» **EXERCISE DIRECTIONS**: Without the pictures, write out all the lines below exactly as they appear.

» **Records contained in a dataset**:
=-=-=

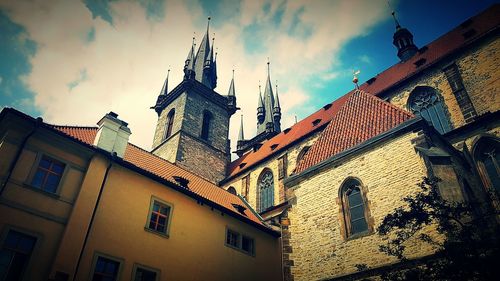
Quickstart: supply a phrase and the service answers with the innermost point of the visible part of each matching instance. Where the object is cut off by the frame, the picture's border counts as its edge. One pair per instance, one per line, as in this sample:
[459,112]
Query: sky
[72,61]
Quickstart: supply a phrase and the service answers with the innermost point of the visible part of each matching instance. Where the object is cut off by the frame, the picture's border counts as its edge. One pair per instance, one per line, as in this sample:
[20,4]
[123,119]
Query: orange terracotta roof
[166,170]
[362,117]
[482,24]
[287,137]
[476,27]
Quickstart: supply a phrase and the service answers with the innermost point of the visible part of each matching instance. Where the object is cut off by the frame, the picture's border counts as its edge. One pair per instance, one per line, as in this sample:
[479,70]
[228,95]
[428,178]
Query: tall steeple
[403,40]
[271,111]
[241,135]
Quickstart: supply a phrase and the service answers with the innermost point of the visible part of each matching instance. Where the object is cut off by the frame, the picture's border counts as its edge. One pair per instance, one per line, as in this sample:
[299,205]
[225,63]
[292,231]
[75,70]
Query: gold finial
[355,78]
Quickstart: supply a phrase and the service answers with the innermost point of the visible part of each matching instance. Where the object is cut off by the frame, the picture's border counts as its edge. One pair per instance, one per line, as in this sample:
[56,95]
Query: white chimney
[113,134]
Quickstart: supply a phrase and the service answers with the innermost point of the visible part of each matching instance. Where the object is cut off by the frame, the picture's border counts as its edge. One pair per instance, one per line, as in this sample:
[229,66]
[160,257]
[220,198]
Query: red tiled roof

=-=-=

» **ANSWER**:
Quickstart: supply a phrase and the service answers with the innermost point of the visible part of each matching instance. Where the object is cut off by the frame, the picture's border counts as its edge. One pair per instance, one per line, as in this sample:
[459,112]
Query: sky
[72,61]
Quickstart: supply a phrase and the service answers with the innermost point of the visible part of each matching instance. Where the object is cut off by the frame, the picture's border counts as its edge. One pair per instance, one per line, as in this sample:
[20,4]
[123,119]
Query: orange terracotta roof
[166,170]
[362,117]
[482,24]
[287,137]
[476,27]
Quickstart: supply a phrase and the service answers with the innermost point of the visible part of each matching instance. Where the object is cut off by the frame, the picture's border counts as its edge. One pair per instance, one per line, as in this sample:
[479,70]
[228,95]
[428,178]
Query: tall steeple
[403,40]
[271,111]
[241,135]
Quickstart: supply a phrase and the service answers with the innermost point of the visible part of each matching instance. Where the object is cut off by the frame, the picture's border counts as its edge. One pair per instance, one per line, as in this sample:
[299,205]
[225,63]
[292,231]
[75,70]
Query: gold finial
[355,78]
Quickstart: supply a phrase and the service answers with the innermost point of the visible part of each matching instance. Where the object is cut off by the frame, the picture's border counts as its edge. One pair per instance, one per line, as in this sample:
[56,95]
Query: white chimney
[113,134]
Quickstart: supply a phrase and the service answers with the innermost point of the visible part of each matching instance. Where the object is cut off by the frame, the picture's border counts as its edge. One pair per instance, one per line, as in this sample:
[229,66]
[160,257]
[220,198]
Query: red tiled roof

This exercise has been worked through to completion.